> **Work request**
Using the entries below, write out the line with "Query: shoulder", the line with "Query: black hair", and every line in between, exactly as each is written.

[Input Boundary: Start]

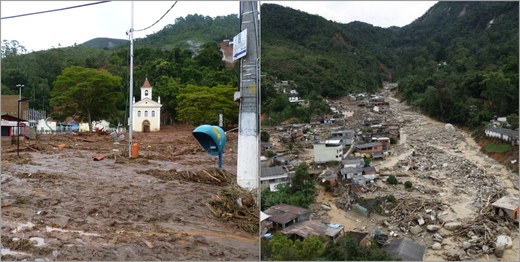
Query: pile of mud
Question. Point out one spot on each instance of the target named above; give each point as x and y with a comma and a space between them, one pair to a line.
19, 160
238, 206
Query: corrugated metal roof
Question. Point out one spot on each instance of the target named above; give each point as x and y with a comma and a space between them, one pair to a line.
367, 145
507, 203
405, 249
504, 131
283, 213
306, 228
272, 171
335, 141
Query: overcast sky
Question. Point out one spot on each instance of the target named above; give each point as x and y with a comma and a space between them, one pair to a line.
112, 19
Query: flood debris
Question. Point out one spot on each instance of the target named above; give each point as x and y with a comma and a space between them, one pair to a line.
213, 176
236, 205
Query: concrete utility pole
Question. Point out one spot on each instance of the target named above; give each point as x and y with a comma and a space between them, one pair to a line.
131, 101
248, 160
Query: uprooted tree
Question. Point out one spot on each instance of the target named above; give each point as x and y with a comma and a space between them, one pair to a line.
85, 93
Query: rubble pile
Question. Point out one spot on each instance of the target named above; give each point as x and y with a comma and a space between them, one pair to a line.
236, 205
318, 211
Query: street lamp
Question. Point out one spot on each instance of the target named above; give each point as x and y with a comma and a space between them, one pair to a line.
18, 125
20, 91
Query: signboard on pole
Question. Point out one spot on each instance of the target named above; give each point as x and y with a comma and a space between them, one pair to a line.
240, 45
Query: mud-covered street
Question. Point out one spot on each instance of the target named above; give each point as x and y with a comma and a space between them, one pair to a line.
60, 204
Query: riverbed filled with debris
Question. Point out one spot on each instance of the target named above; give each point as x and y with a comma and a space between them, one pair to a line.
449, 207
80, 197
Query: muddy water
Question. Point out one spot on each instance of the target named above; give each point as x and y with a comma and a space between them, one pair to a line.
460, 204
79, 209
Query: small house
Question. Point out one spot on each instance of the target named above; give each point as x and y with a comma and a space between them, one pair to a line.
270, 177
330, 150
267, 146
350, 172
304, 229
353, 162
369, 147
405, 249
283, 215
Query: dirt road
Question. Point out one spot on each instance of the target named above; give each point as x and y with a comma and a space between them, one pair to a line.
59, 204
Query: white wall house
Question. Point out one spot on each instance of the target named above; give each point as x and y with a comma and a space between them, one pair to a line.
43, 127
146, 113
330, 150
503, 134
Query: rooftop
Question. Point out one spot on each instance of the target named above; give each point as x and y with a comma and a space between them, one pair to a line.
306, 228
405, 249
368, 145
283, 213
272, 171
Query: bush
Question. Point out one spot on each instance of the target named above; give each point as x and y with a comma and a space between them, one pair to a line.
391, 198
392, 180
269, 153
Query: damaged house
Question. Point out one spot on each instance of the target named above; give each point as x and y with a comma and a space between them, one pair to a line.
283, 215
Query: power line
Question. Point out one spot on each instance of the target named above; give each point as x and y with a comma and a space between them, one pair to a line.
55, 10
159, 18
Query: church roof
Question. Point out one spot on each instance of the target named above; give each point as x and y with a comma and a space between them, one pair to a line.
143, 103
146, 83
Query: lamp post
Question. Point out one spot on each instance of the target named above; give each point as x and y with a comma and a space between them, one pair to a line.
20, 91
18, 126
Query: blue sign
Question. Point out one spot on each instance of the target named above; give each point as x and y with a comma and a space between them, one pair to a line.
240, 45
211, 138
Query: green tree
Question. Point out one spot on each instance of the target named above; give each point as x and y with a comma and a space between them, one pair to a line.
280, 248
195, 104
512, 119
348, 249
168, 89
85, 93
264, 136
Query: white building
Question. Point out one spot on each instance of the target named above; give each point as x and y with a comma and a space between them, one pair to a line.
146, 113
331, 150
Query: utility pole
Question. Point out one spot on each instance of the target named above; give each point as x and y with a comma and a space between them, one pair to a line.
248, 160
131, 101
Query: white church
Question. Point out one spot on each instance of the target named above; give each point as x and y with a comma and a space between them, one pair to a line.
146, 113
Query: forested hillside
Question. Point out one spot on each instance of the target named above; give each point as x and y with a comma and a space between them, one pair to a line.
170, 64
458, 62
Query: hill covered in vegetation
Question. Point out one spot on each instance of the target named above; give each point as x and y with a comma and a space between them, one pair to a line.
458, 62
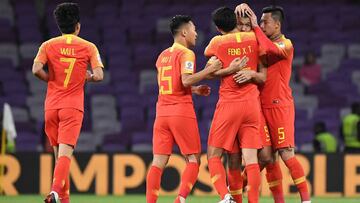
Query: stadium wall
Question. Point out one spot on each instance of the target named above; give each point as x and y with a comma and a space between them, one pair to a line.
119, 174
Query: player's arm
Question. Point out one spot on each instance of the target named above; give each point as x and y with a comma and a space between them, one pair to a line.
96, 75
258, 77
39, 63
202, 90
189, 79
236, 65
39, 72
268, 46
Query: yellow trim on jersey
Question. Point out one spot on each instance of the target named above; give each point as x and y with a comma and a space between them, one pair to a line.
236, 192
274, 183
299, 180
238, 37
215, 178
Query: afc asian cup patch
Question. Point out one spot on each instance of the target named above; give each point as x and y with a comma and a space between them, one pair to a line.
189, 66
281, 44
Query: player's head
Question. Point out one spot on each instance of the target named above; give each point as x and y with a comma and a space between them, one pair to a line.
355, 108
244, 23
271, 20
225, 19
319, 127
67, 16
310, 58
181, 26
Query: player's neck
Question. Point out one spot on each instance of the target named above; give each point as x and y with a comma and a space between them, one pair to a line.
275, 36
181, 42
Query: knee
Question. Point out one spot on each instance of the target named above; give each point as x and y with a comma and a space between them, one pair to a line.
214, 152
265, 160
194, 158
159, 162
234, 161
286, 153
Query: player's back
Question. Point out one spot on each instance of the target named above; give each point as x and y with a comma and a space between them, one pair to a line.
277, 91
174, 98
68, 57
227, 48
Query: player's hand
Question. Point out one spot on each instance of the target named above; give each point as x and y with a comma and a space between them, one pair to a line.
214, 64
244, 76
237, 64
240, 10
89, 76
202, 90
252, 16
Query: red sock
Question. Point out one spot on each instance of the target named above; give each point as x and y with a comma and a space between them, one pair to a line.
235, 184
298, 176
153, 180
61, 173
188, 179
218, 176
253, 174
65, 193
274, 178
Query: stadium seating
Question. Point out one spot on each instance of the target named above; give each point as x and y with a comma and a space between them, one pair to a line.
130, 34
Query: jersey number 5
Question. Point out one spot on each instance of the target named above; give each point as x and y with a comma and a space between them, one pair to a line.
68, 70
165, 89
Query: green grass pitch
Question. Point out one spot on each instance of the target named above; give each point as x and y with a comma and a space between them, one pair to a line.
163, 199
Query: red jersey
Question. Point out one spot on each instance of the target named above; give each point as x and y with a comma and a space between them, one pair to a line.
227, 48
67, 57
276, 91
174, 99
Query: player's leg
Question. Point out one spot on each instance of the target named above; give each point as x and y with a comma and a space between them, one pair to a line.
224, 128
153, 178
70, 121
188, 140
274, 178
51, 129
162, 147
281, 126
250, 142
234, 173
188, 177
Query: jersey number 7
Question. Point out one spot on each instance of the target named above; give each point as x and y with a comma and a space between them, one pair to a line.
68, 70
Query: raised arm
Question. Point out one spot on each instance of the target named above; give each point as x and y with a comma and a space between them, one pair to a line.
39, 72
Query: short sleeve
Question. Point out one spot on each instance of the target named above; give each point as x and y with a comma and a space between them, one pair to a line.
95, 59
285, 47
41, 55
210, 50
187, 61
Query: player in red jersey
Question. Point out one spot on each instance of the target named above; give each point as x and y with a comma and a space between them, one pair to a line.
234, 177
276, 98
175, 116
237, 113
67, 57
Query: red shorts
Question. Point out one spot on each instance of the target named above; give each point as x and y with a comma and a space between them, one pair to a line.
175, 129
264, 131
280, 121
236, 120
62, 126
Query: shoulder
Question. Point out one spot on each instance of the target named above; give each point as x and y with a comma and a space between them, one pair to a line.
285, 42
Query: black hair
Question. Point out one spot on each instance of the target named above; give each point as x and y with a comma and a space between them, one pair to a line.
277, 12
178, 21
355, 108
224, 18
67, 15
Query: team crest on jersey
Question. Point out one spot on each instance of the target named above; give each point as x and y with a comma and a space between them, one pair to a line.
189, 66
281, 44
99, 58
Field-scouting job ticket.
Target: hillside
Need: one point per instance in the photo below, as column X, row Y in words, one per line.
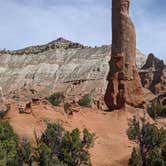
column 60, row 65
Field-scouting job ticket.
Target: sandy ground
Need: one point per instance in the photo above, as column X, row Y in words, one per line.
column 112, row 147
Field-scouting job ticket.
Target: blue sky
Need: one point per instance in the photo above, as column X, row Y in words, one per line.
column 31, row 22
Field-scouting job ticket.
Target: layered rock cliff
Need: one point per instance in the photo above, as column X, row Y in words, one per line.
column 59, row 66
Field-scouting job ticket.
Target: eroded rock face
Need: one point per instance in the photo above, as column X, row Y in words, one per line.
column 153, row 75
column 124, row 85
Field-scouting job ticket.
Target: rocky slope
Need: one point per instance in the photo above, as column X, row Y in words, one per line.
column 60, row 65
column 153, row 75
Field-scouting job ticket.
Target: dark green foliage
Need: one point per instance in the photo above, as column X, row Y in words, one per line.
column 85, row 101
column 25, row 153
column 56, row 147
column 88, row 138
column 157, row 110
column 66, row 107
column 151, row 141
column 56, row 98
column 8, row 145
column 65, row 147
column 135, row 159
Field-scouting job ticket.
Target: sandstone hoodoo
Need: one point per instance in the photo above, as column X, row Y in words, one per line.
column 124, row 85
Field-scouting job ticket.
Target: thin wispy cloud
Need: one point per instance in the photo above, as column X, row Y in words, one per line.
column 149, row 19
column 39, row 21
column 31, row 22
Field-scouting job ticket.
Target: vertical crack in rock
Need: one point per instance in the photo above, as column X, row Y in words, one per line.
column 124, row 85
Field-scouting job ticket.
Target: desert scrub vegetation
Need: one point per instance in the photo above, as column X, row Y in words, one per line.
column 11, row 152
column 64, row 148
column 56, row 147
column 85, row 101
column 56, row 98
column 151, row 141
column 156, row 110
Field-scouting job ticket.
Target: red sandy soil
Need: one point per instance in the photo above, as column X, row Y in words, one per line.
column 111, row 148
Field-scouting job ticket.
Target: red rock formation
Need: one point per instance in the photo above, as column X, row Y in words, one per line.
column 124, row 85
column 153, row 75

[Input Boundary: End]

> **Result of this exercise**
Query: shoulder
Question. Point out one spot on each instance of the target named above; give each point as x and y with a comma and a space between them, one pair to a line.
285, 42
Query: black hair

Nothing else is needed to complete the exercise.